[Pointing lines]
━━━━━━━━

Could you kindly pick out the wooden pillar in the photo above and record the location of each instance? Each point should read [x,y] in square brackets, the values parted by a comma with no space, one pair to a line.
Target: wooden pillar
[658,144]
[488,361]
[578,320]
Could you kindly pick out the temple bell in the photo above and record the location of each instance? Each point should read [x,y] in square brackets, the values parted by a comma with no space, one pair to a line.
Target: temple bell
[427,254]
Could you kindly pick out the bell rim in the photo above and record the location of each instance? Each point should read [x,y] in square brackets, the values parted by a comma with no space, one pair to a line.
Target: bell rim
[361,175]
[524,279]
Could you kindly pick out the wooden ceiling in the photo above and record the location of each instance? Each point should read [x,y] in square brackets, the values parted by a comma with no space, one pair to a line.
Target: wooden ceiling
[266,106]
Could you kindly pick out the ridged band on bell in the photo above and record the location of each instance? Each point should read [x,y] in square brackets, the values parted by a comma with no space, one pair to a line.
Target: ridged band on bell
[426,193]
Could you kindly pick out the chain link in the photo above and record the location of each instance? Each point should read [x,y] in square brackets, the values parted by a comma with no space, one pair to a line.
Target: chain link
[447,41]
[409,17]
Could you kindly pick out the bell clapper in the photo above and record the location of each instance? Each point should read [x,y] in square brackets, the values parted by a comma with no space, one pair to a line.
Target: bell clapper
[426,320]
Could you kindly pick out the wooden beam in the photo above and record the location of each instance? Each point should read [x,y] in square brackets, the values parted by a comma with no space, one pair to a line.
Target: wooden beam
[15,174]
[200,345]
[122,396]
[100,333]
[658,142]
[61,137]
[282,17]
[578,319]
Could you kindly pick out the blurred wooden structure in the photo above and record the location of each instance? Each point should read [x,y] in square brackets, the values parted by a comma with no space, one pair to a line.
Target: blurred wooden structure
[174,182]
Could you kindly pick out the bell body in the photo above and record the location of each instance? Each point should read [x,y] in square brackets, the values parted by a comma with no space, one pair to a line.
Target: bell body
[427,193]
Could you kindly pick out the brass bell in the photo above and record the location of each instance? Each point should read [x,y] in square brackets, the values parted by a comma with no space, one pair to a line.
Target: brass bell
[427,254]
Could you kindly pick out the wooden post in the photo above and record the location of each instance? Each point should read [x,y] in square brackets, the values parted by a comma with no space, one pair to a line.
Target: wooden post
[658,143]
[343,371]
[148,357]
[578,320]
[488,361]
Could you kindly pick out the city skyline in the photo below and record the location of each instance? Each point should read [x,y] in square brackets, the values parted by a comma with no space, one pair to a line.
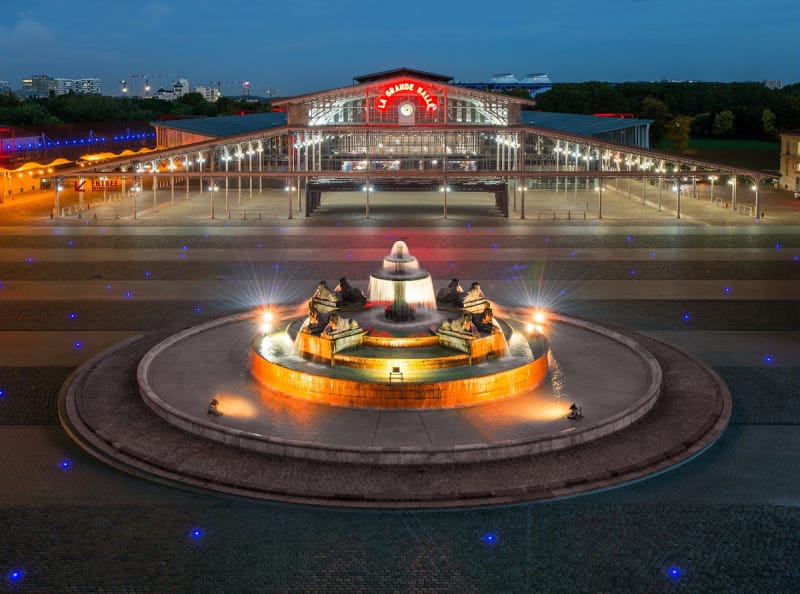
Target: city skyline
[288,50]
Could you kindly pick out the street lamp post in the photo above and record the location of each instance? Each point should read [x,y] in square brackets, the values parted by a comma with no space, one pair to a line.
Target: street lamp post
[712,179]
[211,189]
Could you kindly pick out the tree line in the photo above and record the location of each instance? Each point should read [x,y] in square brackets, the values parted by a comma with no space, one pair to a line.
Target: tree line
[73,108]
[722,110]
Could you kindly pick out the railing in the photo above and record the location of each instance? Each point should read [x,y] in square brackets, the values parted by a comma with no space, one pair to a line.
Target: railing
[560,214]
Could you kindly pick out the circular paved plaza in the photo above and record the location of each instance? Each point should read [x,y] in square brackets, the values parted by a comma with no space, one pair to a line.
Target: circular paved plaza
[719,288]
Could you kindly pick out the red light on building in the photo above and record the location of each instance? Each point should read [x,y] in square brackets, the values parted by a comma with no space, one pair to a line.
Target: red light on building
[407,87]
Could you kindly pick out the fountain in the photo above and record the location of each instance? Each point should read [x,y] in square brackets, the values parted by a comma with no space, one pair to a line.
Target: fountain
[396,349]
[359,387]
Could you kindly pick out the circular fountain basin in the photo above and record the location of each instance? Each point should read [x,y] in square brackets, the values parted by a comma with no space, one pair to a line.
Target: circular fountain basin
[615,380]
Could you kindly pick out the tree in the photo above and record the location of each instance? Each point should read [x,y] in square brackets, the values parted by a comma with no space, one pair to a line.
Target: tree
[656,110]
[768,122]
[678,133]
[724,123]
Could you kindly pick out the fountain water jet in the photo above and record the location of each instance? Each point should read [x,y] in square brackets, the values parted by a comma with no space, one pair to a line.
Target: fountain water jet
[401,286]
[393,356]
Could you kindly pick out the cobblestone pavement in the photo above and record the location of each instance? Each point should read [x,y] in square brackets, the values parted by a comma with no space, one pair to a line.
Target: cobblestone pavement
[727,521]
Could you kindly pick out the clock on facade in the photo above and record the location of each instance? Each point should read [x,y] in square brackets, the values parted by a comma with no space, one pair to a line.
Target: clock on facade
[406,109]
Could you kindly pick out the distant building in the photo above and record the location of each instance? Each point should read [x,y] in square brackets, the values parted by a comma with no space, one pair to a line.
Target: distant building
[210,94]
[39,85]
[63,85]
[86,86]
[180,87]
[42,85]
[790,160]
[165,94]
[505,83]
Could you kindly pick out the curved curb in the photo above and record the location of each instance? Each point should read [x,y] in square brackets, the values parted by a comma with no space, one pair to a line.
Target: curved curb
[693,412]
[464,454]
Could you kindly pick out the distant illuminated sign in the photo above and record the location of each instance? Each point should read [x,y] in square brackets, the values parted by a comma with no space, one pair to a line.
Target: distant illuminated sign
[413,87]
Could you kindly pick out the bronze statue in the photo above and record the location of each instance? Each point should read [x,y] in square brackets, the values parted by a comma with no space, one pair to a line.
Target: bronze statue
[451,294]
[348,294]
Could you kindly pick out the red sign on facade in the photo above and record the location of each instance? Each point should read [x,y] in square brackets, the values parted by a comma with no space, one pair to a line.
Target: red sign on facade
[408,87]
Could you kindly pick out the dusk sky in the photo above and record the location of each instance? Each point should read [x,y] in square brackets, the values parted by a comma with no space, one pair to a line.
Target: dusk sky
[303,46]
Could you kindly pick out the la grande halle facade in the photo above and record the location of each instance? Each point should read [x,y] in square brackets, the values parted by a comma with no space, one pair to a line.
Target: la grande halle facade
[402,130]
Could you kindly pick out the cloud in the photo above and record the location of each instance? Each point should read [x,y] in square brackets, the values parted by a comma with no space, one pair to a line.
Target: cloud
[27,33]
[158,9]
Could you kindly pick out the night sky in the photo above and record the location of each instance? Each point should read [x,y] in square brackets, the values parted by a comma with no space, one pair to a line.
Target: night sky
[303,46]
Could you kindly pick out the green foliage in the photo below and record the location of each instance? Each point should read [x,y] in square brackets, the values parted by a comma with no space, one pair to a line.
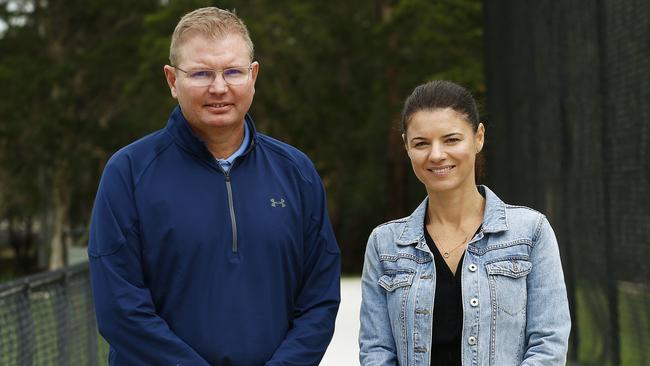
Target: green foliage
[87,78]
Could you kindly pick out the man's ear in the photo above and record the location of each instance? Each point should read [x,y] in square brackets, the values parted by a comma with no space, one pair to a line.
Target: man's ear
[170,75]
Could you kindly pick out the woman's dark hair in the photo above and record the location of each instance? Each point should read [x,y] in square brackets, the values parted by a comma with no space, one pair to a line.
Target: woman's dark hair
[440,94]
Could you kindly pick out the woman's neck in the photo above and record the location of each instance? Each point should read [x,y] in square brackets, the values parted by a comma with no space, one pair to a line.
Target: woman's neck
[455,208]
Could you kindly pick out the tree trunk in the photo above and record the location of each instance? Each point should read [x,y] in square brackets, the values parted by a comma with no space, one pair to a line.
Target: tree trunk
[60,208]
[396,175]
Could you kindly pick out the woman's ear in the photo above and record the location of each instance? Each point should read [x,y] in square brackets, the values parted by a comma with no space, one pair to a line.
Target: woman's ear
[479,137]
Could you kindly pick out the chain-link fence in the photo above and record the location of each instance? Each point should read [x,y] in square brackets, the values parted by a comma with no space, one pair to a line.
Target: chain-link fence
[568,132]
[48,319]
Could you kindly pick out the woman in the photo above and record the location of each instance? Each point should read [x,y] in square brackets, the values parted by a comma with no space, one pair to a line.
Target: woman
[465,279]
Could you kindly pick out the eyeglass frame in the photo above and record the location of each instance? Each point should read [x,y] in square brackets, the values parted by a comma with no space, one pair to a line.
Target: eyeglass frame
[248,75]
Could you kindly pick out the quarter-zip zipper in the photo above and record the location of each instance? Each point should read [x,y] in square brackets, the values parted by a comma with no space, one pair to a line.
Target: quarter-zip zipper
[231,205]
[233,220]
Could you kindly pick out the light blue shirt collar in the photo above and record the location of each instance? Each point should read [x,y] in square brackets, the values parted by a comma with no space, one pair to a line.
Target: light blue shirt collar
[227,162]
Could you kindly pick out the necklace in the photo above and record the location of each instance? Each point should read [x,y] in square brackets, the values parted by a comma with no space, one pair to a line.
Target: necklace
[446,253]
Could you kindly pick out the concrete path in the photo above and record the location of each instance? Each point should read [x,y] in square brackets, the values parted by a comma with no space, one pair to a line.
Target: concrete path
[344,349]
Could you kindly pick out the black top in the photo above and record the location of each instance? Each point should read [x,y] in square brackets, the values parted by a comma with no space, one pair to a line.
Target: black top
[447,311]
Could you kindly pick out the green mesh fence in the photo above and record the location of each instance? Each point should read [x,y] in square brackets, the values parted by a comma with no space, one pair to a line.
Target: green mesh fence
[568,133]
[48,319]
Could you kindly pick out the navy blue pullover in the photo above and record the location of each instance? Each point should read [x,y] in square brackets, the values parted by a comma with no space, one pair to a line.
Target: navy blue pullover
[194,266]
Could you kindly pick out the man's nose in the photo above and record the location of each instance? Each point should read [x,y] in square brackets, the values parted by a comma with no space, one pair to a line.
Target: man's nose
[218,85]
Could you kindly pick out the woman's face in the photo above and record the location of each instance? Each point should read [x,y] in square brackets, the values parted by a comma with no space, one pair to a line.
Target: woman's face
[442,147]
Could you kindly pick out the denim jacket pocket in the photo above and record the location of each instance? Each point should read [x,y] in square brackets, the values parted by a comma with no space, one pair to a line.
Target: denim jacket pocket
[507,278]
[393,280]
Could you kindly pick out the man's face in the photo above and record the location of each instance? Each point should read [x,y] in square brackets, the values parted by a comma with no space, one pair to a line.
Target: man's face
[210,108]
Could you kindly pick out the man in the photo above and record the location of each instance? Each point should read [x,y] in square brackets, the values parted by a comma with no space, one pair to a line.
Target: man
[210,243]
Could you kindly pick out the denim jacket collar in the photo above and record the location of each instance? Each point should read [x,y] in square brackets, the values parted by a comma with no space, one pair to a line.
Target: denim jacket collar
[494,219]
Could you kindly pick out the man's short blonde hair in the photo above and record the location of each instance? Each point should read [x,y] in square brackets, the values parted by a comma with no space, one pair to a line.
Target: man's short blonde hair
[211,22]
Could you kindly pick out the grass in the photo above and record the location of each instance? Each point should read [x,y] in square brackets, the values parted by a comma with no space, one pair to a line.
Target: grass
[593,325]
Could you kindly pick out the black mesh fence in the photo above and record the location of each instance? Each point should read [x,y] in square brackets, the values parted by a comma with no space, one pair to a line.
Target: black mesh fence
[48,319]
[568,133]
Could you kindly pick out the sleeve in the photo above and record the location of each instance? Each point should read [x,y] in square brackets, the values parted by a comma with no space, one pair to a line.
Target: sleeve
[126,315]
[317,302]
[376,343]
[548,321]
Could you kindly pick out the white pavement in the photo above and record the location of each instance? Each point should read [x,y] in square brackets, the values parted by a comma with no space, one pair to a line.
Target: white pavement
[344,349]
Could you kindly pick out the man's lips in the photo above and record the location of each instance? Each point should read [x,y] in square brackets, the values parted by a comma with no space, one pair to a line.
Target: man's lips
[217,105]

━━━━━━━━

- [PROBLEM]: Write out the lines above word for word, starting at the line that contains "Could you kindly pick out the grass" and ending with the last line.

- [ANSWER FOR THE TASK]:
Could you kindly pick out the grass in the photo above and record the location of each instance? Each point should read [x,y] in square brackets, the values parted by a comma with no space, one pair to a line.
Target: grass
[593,325]
Could you kindly pick out the black mesh fence in the photo above and record the location of each instance? Each point should read [x,y] in square brackets, the values parted by a comma with no space, one pair to a line.
Target: black mesh fence
[48,319]
[568,133]
Could you kindly pick out the sleeve in the photo above and record the location of each instance? Each point should read [x,y] in square brackets, the values parted by a comma with no space, one pair to a line.
Target: sleeve
[126,315]
[317,302]
[376,343]
[548,321]
Could you kindly pick out the white pavement in the photo above and record the location of each instance? Each point should read [x,y] in square brackets, the values parted by a comma with no space, one pair to a line.
Target: white pavement
[344,349]
Could you kindly pick out the man's lips in the photo above and record the location of each instance? Each point should read [x,y] in square brackets, the values parted by a comma with no space, one pair to a line.
Target: man's lips
[217,105]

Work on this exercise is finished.